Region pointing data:
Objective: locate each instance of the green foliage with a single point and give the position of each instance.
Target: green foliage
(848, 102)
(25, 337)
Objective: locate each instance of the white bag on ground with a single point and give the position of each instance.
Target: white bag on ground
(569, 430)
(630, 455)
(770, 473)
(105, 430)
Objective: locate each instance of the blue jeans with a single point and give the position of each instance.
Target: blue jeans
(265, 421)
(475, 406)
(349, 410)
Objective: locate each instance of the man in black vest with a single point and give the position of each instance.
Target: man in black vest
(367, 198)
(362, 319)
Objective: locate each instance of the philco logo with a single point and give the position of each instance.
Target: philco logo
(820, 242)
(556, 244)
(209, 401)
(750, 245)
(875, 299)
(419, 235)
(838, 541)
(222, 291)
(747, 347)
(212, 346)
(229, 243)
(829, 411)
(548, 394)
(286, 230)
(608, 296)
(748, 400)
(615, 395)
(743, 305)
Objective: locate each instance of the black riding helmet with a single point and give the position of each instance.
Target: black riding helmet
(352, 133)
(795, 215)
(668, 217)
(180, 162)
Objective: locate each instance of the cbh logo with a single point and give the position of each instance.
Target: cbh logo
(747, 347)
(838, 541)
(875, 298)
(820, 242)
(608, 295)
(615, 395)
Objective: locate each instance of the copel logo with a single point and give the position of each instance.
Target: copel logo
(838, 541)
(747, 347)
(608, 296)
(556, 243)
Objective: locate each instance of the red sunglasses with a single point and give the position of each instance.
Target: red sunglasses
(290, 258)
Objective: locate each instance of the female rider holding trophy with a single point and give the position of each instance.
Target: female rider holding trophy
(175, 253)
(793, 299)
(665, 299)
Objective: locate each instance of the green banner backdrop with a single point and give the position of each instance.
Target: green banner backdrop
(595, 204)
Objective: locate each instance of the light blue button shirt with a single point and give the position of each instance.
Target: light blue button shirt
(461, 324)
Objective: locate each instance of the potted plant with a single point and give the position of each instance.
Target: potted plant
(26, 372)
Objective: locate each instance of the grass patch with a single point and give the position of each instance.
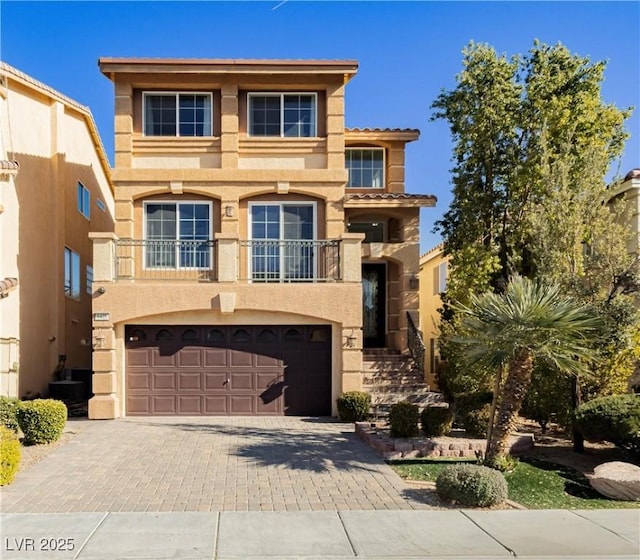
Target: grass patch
(533, 484)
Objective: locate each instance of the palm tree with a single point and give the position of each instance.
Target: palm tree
(528, 321)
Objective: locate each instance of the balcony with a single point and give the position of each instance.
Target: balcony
(290, 261)
(227, 259)
(173, 259)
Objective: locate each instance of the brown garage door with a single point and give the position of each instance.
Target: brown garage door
(228, 370)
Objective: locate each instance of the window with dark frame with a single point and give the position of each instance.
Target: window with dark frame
(365, 167)
(177, 114)
(282, 114)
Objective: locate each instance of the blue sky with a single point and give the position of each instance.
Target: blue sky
(407, 52)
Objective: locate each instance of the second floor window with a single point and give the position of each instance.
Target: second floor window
(84, 201)
(177, 114)
(366, 168)
(178, 235)
(71, 273)
(282, 114)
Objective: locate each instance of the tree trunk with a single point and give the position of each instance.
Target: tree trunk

- Work to be completed: Could you filter the entries above for lines holding the string "trunk" and copy them?

- Answer space:
Objective: locate each instance of the tree trunk with a single point and give the position of each instance.
Target: tree trunk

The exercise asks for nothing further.